Show each line of the data below that contains the string "gable". Case counts.

***** Rows *****

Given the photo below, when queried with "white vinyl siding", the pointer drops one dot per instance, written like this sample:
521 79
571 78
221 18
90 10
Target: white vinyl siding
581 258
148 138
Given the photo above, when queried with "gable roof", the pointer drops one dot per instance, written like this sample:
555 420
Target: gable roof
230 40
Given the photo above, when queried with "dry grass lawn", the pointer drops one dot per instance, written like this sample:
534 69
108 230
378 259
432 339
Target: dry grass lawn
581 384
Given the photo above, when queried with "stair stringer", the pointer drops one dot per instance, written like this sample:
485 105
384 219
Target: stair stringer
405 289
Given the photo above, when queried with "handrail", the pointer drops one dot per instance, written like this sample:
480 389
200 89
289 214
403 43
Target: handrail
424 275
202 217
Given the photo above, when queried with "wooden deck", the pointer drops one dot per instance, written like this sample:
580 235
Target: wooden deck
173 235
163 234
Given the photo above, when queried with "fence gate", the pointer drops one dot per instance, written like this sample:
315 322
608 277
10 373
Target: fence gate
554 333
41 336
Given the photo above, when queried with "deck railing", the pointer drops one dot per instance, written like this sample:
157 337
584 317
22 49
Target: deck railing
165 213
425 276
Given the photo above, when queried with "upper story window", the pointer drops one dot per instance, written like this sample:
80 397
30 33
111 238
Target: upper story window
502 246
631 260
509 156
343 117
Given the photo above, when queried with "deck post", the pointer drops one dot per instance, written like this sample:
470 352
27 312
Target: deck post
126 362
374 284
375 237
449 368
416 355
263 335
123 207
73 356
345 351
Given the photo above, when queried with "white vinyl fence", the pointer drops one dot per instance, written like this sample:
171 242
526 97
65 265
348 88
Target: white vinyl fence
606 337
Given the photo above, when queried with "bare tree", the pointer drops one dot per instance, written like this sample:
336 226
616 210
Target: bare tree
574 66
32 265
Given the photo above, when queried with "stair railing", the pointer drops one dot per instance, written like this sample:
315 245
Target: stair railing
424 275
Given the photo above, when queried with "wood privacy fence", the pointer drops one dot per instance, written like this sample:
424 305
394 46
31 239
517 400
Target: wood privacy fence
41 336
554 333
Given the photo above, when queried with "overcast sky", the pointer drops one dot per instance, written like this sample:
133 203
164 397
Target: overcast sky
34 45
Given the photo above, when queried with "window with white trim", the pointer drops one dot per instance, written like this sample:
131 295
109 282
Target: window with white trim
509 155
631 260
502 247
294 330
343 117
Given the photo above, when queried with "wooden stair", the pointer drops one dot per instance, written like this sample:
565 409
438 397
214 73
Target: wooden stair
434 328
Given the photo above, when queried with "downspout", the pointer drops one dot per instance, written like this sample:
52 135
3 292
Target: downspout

*****

## Exercise response:
Given the photo above, when queried with "gable roof", the pointer drops one dot per instance, written like this sample:
Target: gable roof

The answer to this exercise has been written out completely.